Aim of the task: Copy exactly, and copy only, the lines from the one bearing "metal beam on" through the final line of the records.

Supplied records:
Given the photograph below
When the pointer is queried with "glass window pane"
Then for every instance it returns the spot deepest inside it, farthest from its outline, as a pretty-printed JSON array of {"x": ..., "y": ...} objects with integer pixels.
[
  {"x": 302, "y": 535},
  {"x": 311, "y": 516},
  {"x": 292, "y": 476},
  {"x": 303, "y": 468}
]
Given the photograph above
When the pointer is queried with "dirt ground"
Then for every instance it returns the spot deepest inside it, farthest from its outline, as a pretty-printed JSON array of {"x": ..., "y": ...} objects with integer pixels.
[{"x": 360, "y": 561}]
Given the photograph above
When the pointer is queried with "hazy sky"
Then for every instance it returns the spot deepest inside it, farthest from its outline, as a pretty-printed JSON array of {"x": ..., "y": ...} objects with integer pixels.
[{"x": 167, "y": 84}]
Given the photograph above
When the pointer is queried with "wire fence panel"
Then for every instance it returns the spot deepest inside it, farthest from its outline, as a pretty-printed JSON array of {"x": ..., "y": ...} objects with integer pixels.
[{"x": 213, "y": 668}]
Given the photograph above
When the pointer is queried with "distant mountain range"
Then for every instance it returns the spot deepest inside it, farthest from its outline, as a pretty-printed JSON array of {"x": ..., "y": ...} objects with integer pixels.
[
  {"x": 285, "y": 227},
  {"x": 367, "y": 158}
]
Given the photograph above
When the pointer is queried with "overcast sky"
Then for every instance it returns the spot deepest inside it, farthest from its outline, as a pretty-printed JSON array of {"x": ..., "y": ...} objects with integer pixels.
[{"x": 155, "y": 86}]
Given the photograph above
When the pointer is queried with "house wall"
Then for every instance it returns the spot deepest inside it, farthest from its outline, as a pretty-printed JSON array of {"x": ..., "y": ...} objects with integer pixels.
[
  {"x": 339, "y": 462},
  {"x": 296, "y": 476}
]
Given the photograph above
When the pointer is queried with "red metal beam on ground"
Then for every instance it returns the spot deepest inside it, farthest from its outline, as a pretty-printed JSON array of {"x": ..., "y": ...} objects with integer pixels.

Result for this task:
When the pointer is queried with "red metal beam on ground"
Then for every instance it returns the spot deepest inside it, farthest from its outline, as a pretty-printed JSON array of {"x": ..., "y": ...} objects with integer pixels.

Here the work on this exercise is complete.